→ **Prompt**: Turn the material below into a numbered list without blank lines, covering everything from the line containing "of the pink" down to the line containing "x=298 y=937", both included.

→ **Extracted records**:
--- begin ---
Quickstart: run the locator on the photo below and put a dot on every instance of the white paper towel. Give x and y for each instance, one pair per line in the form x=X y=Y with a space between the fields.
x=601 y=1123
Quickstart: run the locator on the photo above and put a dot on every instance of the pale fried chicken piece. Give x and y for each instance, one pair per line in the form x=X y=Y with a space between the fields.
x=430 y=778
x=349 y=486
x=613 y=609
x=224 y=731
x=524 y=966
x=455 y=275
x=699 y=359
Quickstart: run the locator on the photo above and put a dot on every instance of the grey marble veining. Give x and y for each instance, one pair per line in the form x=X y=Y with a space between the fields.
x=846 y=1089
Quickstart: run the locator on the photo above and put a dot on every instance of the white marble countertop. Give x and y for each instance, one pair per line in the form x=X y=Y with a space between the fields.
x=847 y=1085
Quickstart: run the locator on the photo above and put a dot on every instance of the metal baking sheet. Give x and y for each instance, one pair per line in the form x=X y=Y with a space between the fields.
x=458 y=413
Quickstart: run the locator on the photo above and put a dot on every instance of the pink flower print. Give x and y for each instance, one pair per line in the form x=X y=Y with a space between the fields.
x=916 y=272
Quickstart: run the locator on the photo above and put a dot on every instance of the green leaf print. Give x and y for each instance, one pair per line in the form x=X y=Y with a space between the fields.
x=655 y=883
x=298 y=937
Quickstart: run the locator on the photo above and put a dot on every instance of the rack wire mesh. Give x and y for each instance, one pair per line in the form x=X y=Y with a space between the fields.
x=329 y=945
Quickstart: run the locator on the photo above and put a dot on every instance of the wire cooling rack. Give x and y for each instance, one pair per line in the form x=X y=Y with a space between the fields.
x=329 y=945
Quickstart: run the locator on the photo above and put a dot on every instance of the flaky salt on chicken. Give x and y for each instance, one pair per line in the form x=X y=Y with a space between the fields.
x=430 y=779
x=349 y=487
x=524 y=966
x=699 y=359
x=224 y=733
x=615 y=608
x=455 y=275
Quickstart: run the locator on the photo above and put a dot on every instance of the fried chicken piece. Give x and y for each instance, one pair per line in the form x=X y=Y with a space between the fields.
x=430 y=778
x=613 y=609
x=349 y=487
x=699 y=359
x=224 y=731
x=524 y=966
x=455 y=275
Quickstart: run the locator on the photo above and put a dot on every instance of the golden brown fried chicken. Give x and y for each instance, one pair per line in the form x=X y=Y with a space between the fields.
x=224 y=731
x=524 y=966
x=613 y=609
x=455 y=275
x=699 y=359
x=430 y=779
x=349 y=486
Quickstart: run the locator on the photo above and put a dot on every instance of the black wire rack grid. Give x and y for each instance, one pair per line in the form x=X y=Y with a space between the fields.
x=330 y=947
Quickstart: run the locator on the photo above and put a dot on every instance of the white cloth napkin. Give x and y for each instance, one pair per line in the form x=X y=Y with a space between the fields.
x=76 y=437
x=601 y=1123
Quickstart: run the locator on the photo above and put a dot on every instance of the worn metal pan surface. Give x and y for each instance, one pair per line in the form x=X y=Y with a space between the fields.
--- end ---
→ **Full answer**:
1. Quickstart: run the locator on the photo above and put a dot on every instance of the pink flower print. Give x and y for each instance, one pair per line in the form x=X y=Y with a space between the fields.
2. x=916 y=272
3. Quickstart: run the locator on the photo above and put a dot on every instance of the green leaf print. Give x and y for each instance, one pair per line in the form x=X y=Y with a space between the fields.
4. x=655 y=883
5. x=298 y=937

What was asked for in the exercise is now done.